That December, Giambi’s sworn grand jury testimony -- in which he admitted to taking PEDs -- was leaked and subsequently found its way into a San Francisco Chronicle newspaper report.

When Giambi reported to Spring Training in 2005, he did what most of the other Major League stars who were part of the investigation didn’t do: He took responsibility for his actions. Although the United States attorney handling the case advised him not to get into specifics, Giambi offered an apology to his fans, to the media and to the game in a press conference.

More than a decade later, Giambi looks back on the way he handled that decision with immense pride.

“I took responsibility,” he says. “I did the right thing and stepped up. I can only speak for myself, but I felt like that was the best way to go about it. In the truest sense, I felt like that set me free. I didn’t have to talk about it anymore. There was nothing that anyone could dig up, and that was freeing. I’ve always said that I had to walk through the darkness to get to the light, and that’s exactly what I did.”

From the people closest to Giambi to fans across the globe, support came from all corners after the 2005 announcement, and he believes it was because he had been truthful.

◇ ◇ ◇ ◇

Requirements -
a) In the Giambi passage, where did his leaked grand jury testimony end up being reported?
b) Render the records starting at the line containing "Might I ask you to point at the multi-tiered" and ending at the line containing "point(107, 101)" as a two-column CSV with the header request,points. Use one row per request, with the request text and its answer each in a single quoted field and line breaks replaced by spaces.
The records have no connection to the Giambi passage.

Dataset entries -
◇ ◇ ◇ ◇

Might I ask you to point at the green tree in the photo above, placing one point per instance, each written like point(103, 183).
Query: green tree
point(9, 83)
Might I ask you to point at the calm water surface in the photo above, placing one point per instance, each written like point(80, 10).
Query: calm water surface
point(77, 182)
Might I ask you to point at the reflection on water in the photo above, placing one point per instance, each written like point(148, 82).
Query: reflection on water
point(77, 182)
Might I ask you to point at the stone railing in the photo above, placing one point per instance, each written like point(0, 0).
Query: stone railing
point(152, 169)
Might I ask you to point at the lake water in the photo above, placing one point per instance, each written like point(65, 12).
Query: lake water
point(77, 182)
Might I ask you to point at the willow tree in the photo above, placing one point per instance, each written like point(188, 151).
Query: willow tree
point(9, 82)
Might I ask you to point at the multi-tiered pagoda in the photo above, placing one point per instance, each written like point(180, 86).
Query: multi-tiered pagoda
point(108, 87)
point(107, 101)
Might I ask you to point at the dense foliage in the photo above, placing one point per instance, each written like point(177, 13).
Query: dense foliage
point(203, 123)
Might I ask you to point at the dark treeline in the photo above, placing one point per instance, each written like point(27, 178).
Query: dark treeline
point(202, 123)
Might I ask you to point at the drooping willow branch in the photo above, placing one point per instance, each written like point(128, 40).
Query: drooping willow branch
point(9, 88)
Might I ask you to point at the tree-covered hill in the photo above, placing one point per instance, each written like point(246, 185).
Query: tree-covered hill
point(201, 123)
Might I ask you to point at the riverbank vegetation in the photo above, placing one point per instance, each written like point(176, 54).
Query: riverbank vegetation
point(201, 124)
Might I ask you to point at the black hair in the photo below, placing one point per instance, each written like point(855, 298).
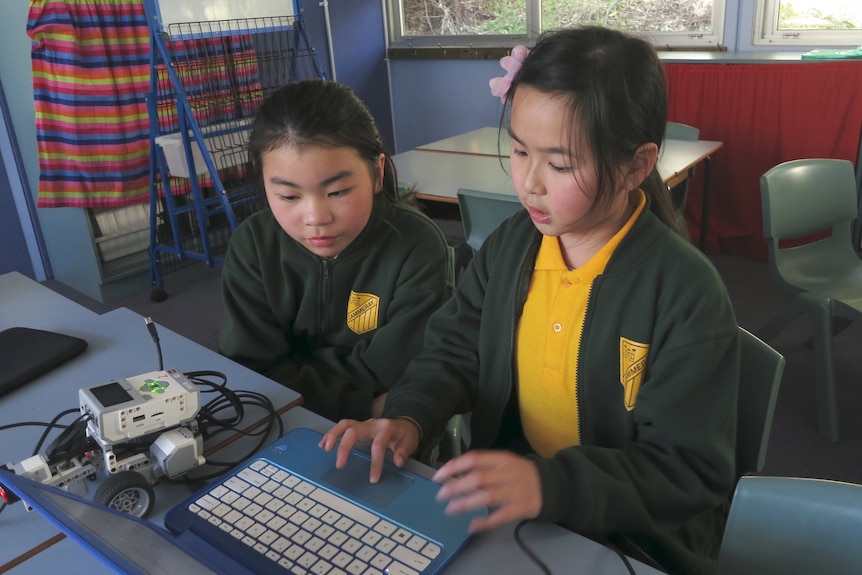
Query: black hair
point(615, 88)
point(321, 113)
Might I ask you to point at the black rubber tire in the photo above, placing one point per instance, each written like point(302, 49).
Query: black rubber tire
point(126, 491)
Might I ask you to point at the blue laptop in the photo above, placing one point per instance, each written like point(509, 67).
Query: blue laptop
point(285, 510)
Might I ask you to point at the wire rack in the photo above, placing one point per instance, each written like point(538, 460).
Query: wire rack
point(207, 81)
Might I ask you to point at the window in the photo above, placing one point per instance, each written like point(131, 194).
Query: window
point(463, 23)
point(809, 22)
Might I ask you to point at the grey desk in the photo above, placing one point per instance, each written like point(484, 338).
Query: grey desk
point(433, 174)
point(119, 346)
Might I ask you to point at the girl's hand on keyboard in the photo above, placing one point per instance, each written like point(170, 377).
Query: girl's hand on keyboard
point(501, 481)
point(399, 435)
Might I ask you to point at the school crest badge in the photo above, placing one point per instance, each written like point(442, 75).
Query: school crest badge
point(362, 312)
point(633, 358)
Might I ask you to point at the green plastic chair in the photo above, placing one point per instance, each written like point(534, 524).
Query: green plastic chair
point(482, 212)
point(821, 277)
point(792, 526)
point(760, 371)
point(678, 131)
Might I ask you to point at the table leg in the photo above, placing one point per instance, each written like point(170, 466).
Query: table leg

◇ ◇ ◇ ◇

Solutions in order -
a) In a San Francisco Chronicle newspaper report.

b)
request,points
"Might I ask you to point at the multi-tiered pagoda in the photo above, placing one point per instance, each written like point(180, 86). Query: multi-tiered pagoda","point(108, 87) point(107, 101)"